▶ [Job]
Answer these questions from the imgshape project description that follows:
(a) What codename does version 5.0.0 carry?
(b) Which embeddings does the diffing feature use to detect semantic drift?
(c) What command installs the package with PyTorch support?

▶ [Excerpt to read]
- - -
Skip to main content

imgshape v5.0.0 (Covenant) — Vision dataset governance, contract enforcement, and regression testing.

Project description

🖼️ imgshape

Vision Dataset Governance & Contract Enforcement Engine

Version 5.0.0 PyPI Version Python 3.8+ Downloads


"Define declarative contracts, run pytest-style assertions on your image datasets, and prevent training regressions in CI/CD."


📖 Documentation💬 Report Bug / Discuss


⚡ What is imgshape v5.0.0 "Covenant"?

imgshape is a CI/CD-native developer tool and Python library for vision ML dataset governance. It transitions from heuristics to a strict contract-driven validation framework.

By running deterministic audits across spatial, signal, distribution, quality, and semantic dimensions, imgshape ensures that your training and validation pipelines run on verified, regression-free, and high-fidelity datasets.

🔑 Core Features

  • 📄 Declarative Dataset Contracts: Write YAML schemas enforcing channel configurations, format restrictions, resolution bounds, entropy ranges, and maximum allowed corruption or duplicate rates.
  • 🧪 pytest-style Dataset Testing (imgshape test): Run automated assertions on image folders with clean, tabular console summaries and markdown/JSON output renderers.
  • 📐 Git-style Dataset Diffing (imgshape diff): Compare a baseline and candidate dataset to detect statistical shifts, class imbalances, and semantic drift using DINOv2 embeddings.
  • 🔒 Cryptographic Audit Trails: Generates content-hashed provenance_id metadata and writes cross-platform .fingerprint_lock lockfiles to track and seal dataset state.
  • 🚀 Ultra-lean & Portable: 100% Python library with a CLI. No Node.js, React UI, Streamlit, or local web servers. Fits perfectly into GitHub Actions, GitLab CI, or local terminals.

⚡ Quick Start

1. Install imgshape

# Install core package (minimal dependencies)
pip install imgshape

# Install with PyTorch support for semantic drift & GPU acceleration
pip install "imgshape[full]"

2. Define a Dataset Contract (contract.yaml)

Create a contract file to define the expected boundaries of your dataset:

schema_version: "5.0"
- - -
▶ [Data]
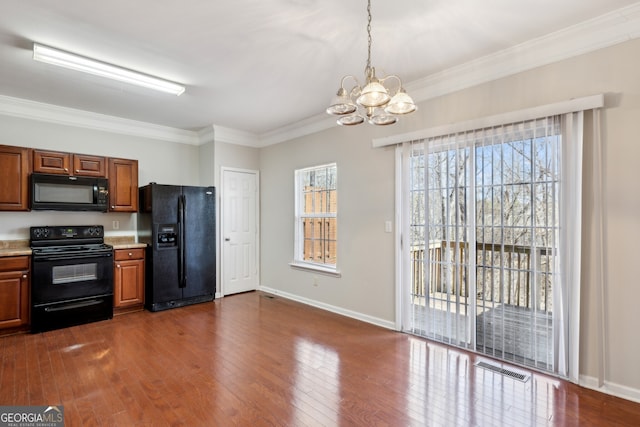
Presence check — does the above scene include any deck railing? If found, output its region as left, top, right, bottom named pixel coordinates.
left=411, top=241, right=554, bottom=312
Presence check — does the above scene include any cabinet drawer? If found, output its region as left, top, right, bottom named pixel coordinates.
left=113, top=248, right=144, bottom=261
left=0, top=256, right=29, bottom=271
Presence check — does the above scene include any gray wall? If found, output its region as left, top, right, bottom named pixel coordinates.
left=260, top=40, right=640, bottom=400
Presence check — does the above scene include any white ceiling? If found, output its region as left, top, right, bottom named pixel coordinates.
left=0, top=0, right=636, bottom=135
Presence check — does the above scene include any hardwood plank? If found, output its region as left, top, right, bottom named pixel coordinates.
left=0, top=292, right=640, bottom=427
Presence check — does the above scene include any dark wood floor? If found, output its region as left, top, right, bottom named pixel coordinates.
left=0, top=292, right=640, bottom=426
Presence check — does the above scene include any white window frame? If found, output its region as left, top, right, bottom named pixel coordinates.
left=289, top=163, right=340, bottom=277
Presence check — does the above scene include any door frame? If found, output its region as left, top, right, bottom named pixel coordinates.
left=218, top=166, right=260, bottom=297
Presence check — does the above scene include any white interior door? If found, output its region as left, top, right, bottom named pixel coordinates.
left=221, top=168, right=259, bottom=295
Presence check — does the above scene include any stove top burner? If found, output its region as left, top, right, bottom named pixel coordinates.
left=32, top=243, right=113, bottom=254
- - -
▶ [Solution]
(a) Covenant
(b) DINOv2 embeddings
(c) pip install "imgshape[full]"